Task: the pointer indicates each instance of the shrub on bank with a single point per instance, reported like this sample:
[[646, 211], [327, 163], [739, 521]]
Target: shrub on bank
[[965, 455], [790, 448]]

--

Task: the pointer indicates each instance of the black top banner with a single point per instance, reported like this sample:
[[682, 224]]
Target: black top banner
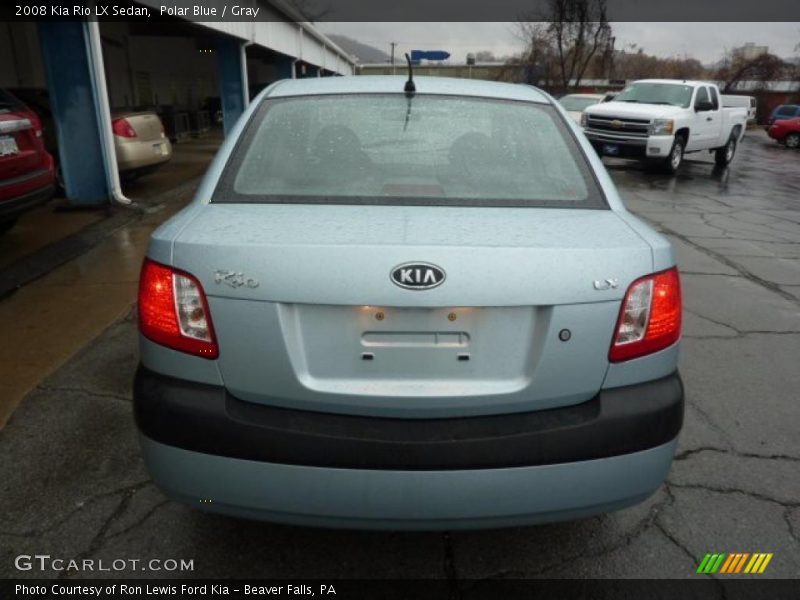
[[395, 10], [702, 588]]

---

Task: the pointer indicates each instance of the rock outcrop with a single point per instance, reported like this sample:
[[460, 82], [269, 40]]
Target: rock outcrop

TASK DETAILS
Extract, unchanged, the lines from the line containing "Task: the pointer indicates each instance of the shrub" up to and including the line containing "[[965, 455], [790, 448]]".

REPLY TO THE EXERCISE
Task: the pointer indicates each instance of the shrub on bank with a single point per instance, reported like this sample:
[[646, 211], [327, 163], [739, 521]]
Target: shrub on bank
[[965, 455], [790, 448]]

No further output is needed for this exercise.